(DATASET EXTRACT begins)

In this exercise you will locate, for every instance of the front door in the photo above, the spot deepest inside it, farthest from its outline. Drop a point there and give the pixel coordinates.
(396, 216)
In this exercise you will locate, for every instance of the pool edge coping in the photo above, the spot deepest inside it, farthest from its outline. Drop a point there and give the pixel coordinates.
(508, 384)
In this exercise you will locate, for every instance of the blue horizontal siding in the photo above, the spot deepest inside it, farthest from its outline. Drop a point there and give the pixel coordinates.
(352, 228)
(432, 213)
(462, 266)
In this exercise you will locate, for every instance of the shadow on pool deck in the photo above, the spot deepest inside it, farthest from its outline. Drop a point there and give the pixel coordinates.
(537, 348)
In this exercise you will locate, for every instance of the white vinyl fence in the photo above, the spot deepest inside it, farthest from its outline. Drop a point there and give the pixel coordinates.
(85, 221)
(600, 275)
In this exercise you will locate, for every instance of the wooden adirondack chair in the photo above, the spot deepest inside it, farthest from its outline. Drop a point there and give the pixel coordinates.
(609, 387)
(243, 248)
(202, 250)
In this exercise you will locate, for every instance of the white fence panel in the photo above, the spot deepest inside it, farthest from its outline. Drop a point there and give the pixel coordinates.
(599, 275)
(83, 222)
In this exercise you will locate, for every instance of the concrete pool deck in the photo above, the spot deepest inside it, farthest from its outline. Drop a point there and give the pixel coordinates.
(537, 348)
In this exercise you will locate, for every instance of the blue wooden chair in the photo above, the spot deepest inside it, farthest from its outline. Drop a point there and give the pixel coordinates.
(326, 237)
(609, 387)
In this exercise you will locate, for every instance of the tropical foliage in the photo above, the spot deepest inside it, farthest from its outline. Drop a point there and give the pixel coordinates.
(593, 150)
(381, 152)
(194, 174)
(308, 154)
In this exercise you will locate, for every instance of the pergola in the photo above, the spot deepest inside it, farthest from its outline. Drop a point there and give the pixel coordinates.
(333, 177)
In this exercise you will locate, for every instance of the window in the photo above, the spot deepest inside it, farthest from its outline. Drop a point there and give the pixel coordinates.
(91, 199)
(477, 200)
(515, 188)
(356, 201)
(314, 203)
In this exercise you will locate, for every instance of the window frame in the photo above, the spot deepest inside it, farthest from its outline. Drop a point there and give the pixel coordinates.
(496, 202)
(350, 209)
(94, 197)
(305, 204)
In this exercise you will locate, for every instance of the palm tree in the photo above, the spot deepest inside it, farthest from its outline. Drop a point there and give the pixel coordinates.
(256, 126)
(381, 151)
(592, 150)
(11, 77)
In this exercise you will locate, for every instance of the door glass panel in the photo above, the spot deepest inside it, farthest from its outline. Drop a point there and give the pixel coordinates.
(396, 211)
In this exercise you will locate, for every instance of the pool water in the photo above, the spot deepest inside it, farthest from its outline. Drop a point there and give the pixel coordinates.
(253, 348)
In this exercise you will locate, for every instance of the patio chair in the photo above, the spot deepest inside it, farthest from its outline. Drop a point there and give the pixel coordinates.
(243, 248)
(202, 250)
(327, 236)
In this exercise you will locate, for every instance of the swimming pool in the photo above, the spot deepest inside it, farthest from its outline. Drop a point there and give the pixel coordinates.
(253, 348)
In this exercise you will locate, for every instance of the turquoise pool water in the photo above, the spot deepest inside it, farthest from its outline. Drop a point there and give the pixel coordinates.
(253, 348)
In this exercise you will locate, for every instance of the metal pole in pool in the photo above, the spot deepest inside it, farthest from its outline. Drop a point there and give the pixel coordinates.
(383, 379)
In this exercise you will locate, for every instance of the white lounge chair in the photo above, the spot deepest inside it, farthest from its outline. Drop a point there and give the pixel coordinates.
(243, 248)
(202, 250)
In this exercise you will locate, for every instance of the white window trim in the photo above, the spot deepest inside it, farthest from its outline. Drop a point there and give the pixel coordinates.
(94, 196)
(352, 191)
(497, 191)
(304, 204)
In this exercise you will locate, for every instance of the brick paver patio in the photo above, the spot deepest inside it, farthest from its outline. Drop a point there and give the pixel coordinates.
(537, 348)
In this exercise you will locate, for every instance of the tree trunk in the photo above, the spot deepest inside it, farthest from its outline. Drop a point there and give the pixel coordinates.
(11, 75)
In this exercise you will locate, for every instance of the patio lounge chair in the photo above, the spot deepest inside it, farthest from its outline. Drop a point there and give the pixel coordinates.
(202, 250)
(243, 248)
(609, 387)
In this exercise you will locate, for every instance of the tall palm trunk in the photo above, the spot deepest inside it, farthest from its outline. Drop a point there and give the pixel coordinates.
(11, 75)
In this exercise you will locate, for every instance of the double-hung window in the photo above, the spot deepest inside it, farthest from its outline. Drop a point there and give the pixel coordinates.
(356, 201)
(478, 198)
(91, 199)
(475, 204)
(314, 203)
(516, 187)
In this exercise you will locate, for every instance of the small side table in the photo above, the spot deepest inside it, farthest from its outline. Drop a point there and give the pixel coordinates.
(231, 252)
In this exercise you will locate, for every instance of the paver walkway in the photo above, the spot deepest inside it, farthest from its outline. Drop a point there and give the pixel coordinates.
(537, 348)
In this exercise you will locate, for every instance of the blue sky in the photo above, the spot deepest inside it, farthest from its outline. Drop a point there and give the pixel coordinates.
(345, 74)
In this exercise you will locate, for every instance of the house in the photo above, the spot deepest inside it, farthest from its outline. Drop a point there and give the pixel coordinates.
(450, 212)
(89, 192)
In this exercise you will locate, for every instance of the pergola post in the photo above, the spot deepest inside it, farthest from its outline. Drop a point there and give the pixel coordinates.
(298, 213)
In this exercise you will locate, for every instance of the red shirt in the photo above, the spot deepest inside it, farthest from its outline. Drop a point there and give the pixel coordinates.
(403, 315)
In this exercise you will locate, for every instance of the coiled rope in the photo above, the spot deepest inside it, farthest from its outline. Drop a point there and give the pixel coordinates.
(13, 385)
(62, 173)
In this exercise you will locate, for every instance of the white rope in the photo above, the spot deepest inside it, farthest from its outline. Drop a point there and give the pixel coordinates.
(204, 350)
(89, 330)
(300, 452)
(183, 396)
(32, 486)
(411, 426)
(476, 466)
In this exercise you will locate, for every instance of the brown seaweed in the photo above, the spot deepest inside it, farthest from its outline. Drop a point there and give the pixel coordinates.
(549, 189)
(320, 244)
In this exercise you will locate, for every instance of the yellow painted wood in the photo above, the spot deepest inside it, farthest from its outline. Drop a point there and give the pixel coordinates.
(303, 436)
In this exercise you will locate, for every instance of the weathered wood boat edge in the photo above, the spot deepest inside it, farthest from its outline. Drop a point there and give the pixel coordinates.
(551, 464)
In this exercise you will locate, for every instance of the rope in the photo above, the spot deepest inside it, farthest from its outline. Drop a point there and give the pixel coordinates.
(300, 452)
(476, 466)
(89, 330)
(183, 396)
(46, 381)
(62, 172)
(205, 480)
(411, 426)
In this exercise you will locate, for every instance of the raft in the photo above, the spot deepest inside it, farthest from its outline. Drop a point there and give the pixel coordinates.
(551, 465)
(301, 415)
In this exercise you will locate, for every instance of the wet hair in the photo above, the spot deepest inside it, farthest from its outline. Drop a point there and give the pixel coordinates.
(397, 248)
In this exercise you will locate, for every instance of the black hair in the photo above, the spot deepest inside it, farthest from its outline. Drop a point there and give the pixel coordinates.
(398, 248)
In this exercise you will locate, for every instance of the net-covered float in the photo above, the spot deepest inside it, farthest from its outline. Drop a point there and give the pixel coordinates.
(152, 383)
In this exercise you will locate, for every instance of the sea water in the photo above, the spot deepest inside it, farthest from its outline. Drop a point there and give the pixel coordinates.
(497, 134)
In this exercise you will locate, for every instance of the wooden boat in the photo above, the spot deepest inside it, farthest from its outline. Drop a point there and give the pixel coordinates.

(DATASET EXTRACT ends)

Please set down all of the data above again, matching it exactly.

▶ _EXERCISE SOLUTION_
In this exercise you will locate, for every instance of the front door in the photo above, the spot deepest inside it, farthest from its outline. Drop a point there and give the pixel coordinates.
(396, 216)
In this exercise you will locate, for every instance of the pool edge coping in the photo above, the spot deepest inside it, farthest from its outline. Drop a point there and give the pixel coordinates.
(508, 384)
In this exercise you will locate, for every instance of the blue horizontal siding in the photo above, the spot deepest inside it, farthest from its outline. Drop a point there and give the pixel coordinates.
(352, 228)
(432, 213)
(462, 266)
In this exercise you will locate, for every instance of the shadow on pool deck in the photo above, the spot deepest inside it, farthest from its outline. Drop a point there and give the pixel coordinates.
(537, 348)
In this exercise you will locate, for every instance of the white vinyl fence in the photo above, the spot deepest inside it, farthest from its outline. Drop a point there and give the pixel coordinates.
(85, 221)
(600, 275)
In this exercise you will locate, for every instance of the wooden adirondack chair in the photo above, the spot deepest inside it, farthest from its outline. Drop a point there and give the pixel coordinates.
(609, 387)
(243, 248)
(202, 250)
In this exercise you will locate, for every instance of the white fence panel in the photo above, the spot deepest inside it, farthest from its outline. Drop a point there and give the pixel coordinates.
(599, 275)
(83, 222)
In this exercise you will locate, for every instance of the concrete pool deck in the photo above, the spot deepest inside it, farthest from its outline. Drop a point there and give the pixel coordinates.
(537, 348)
In this exercise you will locate, for every instance of the blue wooden chair in the photo above, the spot deepest inside it, farthest from its outline. Drop a point there and give the pixel coordinates.
(326, 237)
(609, 387)
In this exercise you will locate, for every instance of the tropical foliage in the photo above, the spot deepest inside it, farthest from its outline. Drop a point there and give the pixel coordinates.
(593, 150)
(381, 152)
(194, 174)
(308, 154)
In this exercise you will locate, for every instance of the pergola in the photo above, the spot deepest inside it, farthest from its outline. Drop a point there and give the pixel coordinates.
(333, 177)
In this exercise you will locate, for every instance of the window in the photo above, the spot deepest inside it, farthest from its outline. Drop a point there and give the pixel coordinates.
(91, 199)
(477, 200)
(515, 188)
(356, 201)
(314, 203)
In this exercise you will locate, for every instance of the window frame in the photo above, the spot deepest inside it, farthest from its outline. Drop a point there and give the pixel coordinates.
(496, 202)
(350, 209)
(94, 197)
(305, 204)
In this exercise you will locate, for every instance of the palm tree in the photo above, the spot deepest inside it, farthest from its outline. Drop a point there and give the pixel coordinates.
(256, 126)
(381, 151)
(592, 150)
(11, 77)
In this exercise you will locate, for every instance of the door glass panel in the photo above, the spot deepest inside it, farthest from its outline. Drop a point there and give the pixel coordinates.
(396, 211)
In this exercise you will locate, for every instance of the pool water in the photo above, the spot deepest inside it, farthest from its outline. Drop a point there and give the pixel coordinates.
(253, 348)
In this exercise you will locate, for every instance of the patio chair in the photo above, the spot deepest inside it, farthest from its outline. Drop a point there and give the pixel coordinates.
(243, 248)
(202, 250)
(327, 236)
In this exercise you will locate, for every instance of the swimming pool in the photo above, the spot deepest inside it, farthest from its outline. Drop a point there and give the pixel coordinates.
(253, 348)
In this exercise you will locate, for every instance of the turquoise pool water in the photo above, the spot deepest inside it, farthest from its outline. Drop a point there and give the pixel coordinates.
(253, 348)
In this exercise you will locate, for every instance of the metal pole in pool in the photo above, the spot deepest inside it, farthest from its outline. Drop a point there and give the pixel coordinates.
(383, 379)
In this exercise you will locate, for every instance of the white lounge chair in the photo above, the spot deepest inside it, farthest from its outline. Drop a point there and give the pixel coordinates.
(243, 248)
(202, 250)
In this exercise you will locate, for every instance of the white window trim in the photo above, the spot deepest inside it, farthest from its outline. Drop a point there and give the pixel coordinates.
(94, 196)
(352, 191)
(497, 191)
(304, 204)
In this exercise you will locate, for every instance of the brick paver patio in the photo above, the spot deepest inside it, farthest from its outline. Drop a point there and give the pixel coordinates.
(537, 348)
In this exercise you will locate, for every instance of the tree trunk in the photo above, the spot deepest inside it, farthest from its outline. Drop a point there and give the pixel coordinates.
(11, 75)
In this exercise you will locate, for every instance of the patio lounge chair in the photo above, the spot deepest inside it, farthest from its outline. Drop a point there and give the pixel coordinates.
(202, 250)
(243, 248)
(609, 387)
In this exercise you will locate, for every instance of the tall palm trunk in the photo above, the spot deepest inside it, farthest from its outline. Drop a point there and give the pixel coordinates.
(11, 75)
In this exercise you will locate, for every instance of the double-hung window in the photo above, the spot deepest inside it, farthest from its outline. Drop a point there and give the pixel coordinates.
(356, 201)
(478, 198)
(91, 199)
(475, 204)
(314, 203)
(516, 187)
In this exercise you will locate, for every instance of the small side table in the photo above, the spot deepest inside it, farthest from its outline. Drop a point there and give the pixel coordinates.
(231, 252)
In this exercise you will locate, for every instance of the paver walkway in the photo above, the spot deepest inside it, farthest from its outline. Drop a point there and give the pixel coordinates.
(537, 348)
In this exercise you will locate, for every instance of the blue sky in the photo above, the spot deepest inside it, farthest from its outline. Drop a point there and give the pixel coordinates.
(345, 74)
In this exercise you will locate, for every instance of the house in the photo above, the spot deepest inside it, farthest from its outline. Drop a point there and give the pixel coordinates.
(450, 212)
(89, 192)
In this exercise you will locate, for every instance of the pergola post in the photo above, the spot deepest inside it, farthest from its outline. Drop a point there and give the pixel coordinates.
(298, 213)
In this exercise you will locate, for every instance of the red shirt in the photo above, the spot deepest inside it, farthest from its outline. Drop a point there and give the pixel coordinates.
(403, 315)
In this exercise you will locate, for every instance of the coiled rope in the photo above, the spot deepest inside it, farthest from its outline. Drop a point there and give the pixel coordinates.
(13, 385)
(62, 173)
In this exercise you will locate, for every instance of the white rope in the photo above, the spot deepest inside it, farthest from its outline. Drop a point there and give the pixel coordinates.
(204, 350)
(89, 330)
(300, 452)
(183, 396)
(32, 486)
(411, 426)
(476, 466)
In this exercise you will locate, for every instance of the brown seaweed in the photo above, the spot deepest inside it, farthest from its outline. Drop a point there and give the pixel coordinates.
(549, 189)
(320, 244)
In this exercise you will locate, for every instance of the yellow painted wood in the photo above, the spot deepest inside it, farthest from its outline. Drop a point there and give the pixel coordinates.
(303, 436)
In this exercise you will locate, for every instance of the weathered wood boat edge in the photo above, the spot deepest inside it, farthest from its outline. Drop a point there and give the pixel coordinates.
(551, 464)
In this exercise you will locate, for every instance of the rope in the photo above, the spot deepest inside it, farthest from its outline. Drop a point there and give the pixel coordinates.
(300, 452)
(476, 466)
(89, 330)
(183, 396)
(46, 381)
(62, 172)
(205, 480)
(411, 426)
In this exercise you will locate, for every instance of the raft in the photo above, the spot deepest inside it, farthest from its outline. Drop a point there and give the pixel coordinates.
(551, 465)
(301, 415)
In this exercise you will locate, for every instance of the wet hair in the photo above, the spot deepest inside it, farthest from its outline. Drop a point there and give the pixel coordinates.
(397, 248)
In this exercise you will locate, for every instance of the black hair in the photo above, the spot deepest inside it, farthest from its outline. Drop a point there and give the pixel coordinates.
(398, 248)
In this exercise you will locate, for every instance of the net-covered float in the photo above, the spot deepest inside it, farthest from its outline. Drop a point there and give the pixel coordinates.
(152, 383)
In this exercise you will locate, for every instance of the sea water in the photo above, the spot deepest inside it, farthest from its outline. Drop a point there and give the pixel coordinates.
(497, 134)
In this exercise you will locate, for every instance of the wooden boat in the photo above, the spot deepest inside it, farthest from its outline. Drop a point there and give the pixel coordinates.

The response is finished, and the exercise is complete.